One of the tired old tropes of regeneration is that artists have a genius for spotting areas of potential, but are never the ultimate beneficiaries: they arrive to occupy derelict buildings, making good and mending these structures in areas where property values are low. But as soon as they develop a life and a community there, this very talent at placemaking suddenly puts the areas on the radar of developers, who buy up the land and buildings for a song and then build whatever kinds of structures will net them the most money for the least effort, usually ruining that very sense of place in the process. The artists in that case are always the canaries down the speculative development coalmine.
But somehow the equation – if not the balance of power – has shifted. With ‘placemaking’ now embedded in every local and national politician’s top five buzzwords, there are a few enlightened local authorities, a smattering of smart developers, and one or two notable philanthropists who have realised that keeping affordable studios in place – and even, occasionally, building new and improved ones – is a far better long-term strategy for thriving communities and local culture.

[Provided data]:
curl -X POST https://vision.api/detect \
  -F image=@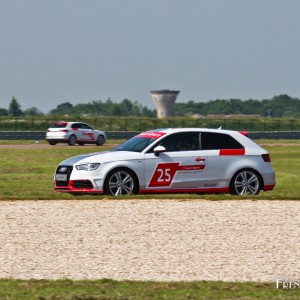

[Exercises]:
A. The passage on artists and regeneration names the parties that have realized affordable studios are worth keeping. List each of them.
B. According to the passage on artists and regeneration, why have some parties started keeping affordable studios in place? Answer in one to three sentences.
C. Write the next part of the passage on artists and regeneration, continuing from its last sentence.

[In response]:
A.
- Enlightened local authorities
- Smart developers
- Notable philanthropists

B. They have realized that keeping affordable studios, and occasionally building new and improved ones, is a far better long-term strategy for thriving communities and local culture.

C.
With London’s creative sector contributing £47bn to the UK economy a year, and accounting for one in six jobs in the capital, the London mayoral office asked We Made That to conduct research into the studio situation, in 2014 and again in 2017. The picture wasn’t pretty: 67% of sites identified as ‘at risk of closure within five years’ in 2014 had already shut down by November 2017. The research also found that rental costs in the remaining sites had risen substantially over that period. The current London mayor Sadiq Khan has now launched a Culture at Risk Office, working in tandem with his London Plan, and commissioned a Cultural Infrastructure Plan to identify what is needed to safeguard the city’s world-class arts scene. He has proposed a Creative Land Trust in order to finance affordable creative workspace and his team are working closely with the boroughs to earmark Creative Enterprise Zones in order to ensure there are safeguards of affordability and security for the long term.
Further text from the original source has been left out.